* Problem requirements
Exactly the lines below from the one with "Report one point per instance of the fishing" up to and including the one with "Report one point per instance of the distant hillside" make up the answer, with nothing else added.

(Collected data entries)
◆ ◆ ◆ ◆ ◆ ◆ ◆

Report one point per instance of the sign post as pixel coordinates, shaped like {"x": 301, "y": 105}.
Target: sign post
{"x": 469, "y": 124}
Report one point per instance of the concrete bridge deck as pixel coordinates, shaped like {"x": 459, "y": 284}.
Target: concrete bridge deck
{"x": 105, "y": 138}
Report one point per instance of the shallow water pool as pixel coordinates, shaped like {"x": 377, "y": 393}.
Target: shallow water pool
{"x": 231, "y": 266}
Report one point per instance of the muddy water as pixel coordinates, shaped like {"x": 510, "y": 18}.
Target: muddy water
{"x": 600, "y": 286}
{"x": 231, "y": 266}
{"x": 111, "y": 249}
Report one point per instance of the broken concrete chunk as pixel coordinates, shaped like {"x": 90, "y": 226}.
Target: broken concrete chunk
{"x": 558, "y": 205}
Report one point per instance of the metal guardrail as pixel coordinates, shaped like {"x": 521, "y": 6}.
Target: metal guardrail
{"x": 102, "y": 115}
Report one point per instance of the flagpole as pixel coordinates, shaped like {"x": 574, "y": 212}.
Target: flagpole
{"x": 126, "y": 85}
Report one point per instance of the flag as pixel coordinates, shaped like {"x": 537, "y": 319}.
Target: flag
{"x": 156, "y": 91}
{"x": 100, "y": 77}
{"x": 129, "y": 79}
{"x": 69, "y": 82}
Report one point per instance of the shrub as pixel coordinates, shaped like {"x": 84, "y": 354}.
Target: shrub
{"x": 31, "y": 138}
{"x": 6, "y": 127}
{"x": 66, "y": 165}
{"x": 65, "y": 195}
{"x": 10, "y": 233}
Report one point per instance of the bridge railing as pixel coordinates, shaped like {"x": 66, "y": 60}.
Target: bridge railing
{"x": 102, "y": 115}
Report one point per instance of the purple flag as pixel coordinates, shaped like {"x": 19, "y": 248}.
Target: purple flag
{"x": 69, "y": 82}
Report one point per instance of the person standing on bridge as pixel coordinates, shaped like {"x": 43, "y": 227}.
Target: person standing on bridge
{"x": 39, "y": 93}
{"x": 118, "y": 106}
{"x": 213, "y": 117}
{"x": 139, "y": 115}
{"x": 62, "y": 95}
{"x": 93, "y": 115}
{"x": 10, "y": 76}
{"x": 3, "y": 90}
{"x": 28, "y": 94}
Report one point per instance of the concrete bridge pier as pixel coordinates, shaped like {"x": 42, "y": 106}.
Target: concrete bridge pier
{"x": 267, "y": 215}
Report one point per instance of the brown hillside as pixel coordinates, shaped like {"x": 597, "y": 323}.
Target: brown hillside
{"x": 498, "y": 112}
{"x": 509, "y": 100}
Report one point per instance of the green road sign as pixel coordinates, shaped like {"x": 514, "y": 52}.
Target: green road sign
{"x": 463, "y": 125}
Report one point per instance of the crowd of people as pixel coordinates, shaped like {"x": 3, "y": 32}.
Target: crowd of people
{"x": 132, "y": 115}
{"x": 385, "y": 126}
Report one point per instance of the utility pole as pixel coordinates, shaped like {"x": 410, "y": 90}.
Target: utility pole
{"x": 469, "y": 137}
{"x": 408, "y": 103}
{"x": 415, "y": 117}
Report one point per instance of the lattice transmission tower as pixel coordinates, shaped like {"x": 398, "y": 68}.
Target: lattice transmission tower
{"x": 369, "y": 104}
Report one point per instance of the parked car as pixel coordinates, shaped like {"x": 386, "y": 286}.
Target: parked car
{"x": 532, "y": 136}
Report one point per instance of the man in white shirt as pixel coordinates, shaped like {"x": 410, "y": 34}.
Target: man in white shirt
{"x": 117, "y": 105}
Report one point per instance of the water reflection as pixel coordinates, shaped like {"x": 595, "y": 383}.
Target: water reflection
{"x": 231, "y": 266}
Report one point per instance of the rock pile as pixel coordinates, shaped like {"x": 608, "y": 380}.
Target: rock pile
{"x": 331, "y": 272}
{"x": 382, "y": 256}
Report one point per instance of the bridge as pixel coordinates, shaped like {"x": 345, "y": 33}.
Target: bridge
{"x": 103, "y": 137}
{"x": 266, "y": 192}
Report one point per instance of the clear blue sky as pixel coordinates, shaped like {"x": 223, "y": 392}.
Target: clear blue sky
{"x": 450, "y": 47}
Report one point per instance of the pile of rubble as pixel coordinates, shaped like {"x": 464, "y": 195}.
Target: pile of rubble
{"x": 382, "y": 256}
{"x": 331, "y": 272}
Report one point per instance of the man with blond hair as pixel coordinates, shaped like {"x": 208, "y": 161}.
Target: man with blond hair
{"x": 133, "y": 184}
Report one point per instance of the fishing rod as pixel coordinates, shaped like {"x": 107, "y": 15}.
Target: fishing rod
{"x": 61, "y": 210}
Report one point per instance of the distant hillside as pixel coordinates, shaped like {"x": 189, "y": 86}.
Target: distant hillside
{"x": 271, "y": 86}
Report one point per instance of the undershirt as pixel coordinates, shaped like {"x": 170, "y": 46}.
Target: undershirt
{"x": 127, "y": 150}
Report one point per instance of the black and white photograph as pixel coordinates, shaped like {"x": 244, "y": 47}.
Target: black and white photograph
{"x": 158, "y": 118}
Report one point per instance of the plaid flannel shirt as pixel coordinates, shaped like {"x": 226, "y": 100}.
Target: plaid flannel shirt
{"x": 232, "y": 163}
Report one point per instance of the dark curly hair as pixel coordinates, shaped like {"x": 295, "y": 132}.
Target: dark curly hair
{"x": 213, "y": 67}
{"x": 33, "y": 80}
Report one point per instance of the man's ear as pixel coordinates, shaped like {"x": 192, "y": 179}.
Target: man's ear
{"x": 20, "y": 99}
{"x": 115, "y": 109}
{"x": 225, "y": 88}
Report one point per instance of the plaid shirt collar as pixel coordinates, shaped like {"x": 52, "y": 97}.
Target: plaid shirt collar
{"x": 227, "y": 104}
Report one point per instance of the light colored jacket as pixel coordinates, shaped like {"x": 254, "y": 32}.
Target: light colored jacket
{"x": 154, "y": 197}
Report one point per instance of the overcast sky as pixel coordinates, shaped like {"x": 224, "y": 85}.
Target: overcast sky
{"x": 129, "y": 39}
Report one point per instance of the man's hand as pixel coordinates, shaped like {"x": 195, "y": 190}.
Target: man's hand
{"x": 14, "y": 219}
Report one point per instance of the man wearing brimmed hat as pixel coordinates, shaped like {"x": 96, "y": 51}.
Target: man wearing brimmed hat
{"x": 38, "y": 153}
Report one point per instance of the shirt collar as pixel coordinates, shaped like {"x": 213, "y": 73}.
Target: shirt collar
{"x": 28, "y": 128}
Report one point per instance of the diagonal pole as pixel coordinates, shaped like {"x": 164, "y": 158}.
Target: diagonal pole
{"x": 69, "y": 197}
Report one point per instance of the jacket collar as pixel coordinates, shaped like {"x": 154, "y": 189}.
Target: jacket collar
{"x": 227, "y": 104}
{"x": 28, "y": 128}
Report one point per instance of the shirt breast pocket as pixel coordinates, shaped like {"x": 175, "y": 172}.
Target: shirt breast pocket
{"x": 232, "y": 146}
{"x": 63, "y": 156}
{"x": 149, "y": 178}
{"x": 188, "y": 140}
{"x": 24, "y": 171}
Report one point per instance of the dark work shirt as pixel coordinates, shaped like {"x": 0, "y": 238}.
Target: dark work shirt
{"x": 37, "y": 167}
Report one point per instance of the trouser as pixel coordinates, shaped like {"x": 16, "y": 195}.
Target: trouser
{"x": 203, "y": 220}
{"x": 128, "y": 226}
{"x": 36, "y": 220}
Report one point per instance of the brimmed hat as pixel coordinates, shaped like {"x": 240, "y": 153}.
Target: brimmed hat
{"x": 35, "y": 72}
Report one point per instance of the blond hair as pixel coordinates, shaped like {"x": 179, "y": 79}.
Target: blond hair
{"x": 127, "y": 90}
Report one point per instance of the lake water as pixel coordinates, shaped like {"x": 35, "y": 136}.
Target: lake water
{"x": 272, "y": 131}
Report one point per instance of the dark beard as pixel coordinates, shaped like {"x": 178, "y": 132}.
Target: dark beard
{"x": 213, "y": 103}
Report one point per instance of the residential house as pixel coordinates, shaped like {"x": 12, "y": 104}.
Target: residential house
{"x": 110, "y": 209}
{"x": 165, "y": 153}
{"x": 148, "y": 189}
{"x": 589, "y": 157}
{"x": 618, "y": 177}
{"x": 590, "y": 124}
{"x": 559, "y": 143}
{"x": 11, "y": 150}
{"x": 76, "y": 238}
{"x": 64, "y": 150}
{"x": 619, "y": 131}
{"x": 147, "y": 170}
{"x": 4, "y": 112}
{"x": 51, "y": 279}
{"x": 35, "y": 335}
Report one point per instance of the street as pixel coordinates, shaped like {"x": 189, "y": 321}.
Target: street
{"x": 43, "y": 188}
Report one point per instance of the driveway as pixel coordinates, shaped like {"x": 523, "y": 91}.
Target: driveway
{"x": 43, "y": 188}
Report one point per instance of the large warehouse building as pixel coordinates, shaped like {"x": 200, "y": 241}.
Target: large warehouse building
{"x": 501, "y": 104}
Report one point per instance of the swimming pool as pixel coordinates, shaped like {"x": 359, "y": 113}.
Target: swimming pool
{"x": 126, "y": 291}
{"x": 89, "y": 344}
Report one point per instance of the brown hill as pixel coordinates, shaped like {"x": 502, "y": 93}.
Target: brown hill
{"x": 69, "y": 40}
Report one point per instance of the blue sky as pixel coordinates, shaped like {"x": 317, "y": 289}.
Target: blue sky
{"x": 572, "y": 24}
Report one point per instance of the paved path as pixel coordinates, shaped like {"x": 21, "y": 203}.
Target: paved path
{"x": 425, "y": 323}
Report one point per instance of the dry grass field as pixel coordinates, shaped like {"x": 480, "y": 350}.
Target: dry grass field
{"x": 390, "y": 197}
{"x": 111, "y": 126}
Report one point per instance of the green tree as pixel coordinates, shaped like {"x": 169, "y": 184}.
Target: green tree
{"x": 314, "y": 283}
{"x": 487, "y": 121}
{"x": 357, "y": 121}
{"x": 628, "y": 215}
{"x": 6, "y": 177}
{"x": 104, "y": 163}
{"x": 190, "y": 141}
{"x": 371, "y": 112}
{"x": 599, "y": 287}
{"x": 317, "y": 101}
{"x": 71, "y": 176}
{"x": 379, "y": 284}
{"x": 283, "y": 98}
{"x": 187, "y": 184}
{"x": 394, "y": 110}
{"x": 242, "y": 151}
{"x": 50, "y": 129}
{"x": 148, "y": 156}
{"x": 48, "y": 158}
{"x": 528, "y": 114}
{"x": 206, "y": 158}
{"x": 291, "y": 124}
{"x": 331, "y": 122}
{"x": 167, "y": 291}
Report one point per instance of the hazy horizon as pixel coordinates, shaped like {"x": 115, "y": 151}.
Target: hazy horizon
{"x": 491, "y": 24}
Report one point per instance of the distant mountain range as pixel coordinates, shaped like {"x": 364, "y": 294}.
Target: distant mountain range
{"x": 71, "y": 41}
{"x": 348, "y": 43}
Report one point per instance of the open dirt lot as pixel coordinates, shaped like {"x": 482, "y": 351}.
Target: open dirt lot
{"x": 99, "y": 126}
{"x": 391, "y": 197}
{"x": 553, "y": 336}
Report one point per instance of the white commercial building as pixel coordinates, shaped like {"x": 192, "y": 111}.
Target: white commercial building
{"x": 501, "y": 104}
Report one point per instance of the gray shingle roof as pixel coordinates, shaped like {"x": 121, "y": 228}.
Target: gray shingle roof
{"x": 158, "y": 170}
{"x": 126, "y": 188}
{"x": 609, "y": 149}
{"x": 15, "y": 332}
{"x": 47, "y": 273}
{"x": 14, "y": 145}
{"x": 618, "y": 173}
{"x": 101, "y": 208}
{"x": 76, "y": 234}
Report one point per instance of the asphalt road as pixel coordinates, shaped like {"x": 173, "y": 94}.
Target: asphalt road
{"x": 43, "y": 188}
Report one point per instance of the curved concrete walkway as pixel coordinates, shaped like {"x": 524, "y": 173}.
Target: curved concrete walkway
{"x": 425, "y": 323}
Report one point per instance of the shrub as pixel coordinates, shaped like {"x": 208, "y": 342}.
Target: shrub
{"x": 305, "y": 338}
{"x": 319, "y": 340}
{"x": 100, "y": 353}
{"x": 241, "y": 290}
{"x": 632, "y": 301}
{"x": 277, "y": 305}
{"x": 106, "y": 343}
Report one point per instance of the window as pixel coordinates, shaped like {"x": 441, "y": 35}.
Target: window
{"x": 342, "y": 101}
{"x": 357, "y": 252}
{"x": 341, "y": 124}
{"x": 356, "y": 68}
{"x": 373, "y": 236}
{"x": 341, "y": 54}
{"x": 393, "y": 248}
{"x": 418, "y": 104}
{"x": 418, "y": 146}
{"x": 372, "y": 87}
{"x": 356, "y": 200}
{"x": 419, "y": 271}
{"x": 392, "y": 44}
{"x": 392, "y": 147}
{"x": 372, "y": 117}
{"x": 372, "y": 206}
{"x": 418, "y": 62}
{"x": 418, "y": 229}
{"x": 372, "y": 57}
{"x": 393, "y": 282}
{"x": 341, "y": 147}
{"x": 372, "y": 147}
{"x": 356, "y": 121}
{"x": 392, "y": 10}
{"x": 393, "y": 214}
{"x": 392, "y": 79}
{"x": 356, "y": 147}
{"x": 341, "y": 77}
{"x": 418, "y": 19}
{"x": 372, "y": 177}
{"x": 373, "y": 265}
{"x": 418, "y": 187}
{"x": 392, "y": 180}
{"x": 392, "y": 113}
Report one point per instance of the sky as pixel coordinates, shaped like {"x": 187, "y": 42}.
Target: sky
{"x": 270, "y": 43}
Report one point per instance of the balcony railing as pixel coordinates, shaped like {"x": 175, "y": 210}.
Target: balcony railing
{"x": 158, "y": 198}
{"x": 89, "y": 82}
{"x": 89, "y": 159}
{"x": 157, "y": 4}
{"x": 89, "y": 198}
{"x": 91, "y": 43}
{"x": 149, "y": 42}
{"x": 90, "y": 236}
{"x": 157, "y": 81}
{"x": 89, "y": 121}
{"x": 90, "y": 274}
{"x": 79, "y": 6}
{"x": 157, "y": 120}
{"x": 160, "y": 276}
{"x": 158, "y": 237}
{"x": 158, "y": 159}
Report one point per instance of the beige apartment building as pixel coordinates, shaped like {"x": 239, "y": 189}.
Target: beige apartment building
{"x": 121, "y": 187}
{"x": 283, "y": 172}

◆ ◆ ◆ ◆ ◆ ◆ ◆

* Finished task
Report one point per instance of the fishing rod as pixel coordinates, shaped like {"x": 107, "y": 15}.
Target: fishing rod
{"x": 61, "y": 210}
Report one point per instance of the distant hillside as pixel coordinates, shaped like {"x": 189, "y": 86}.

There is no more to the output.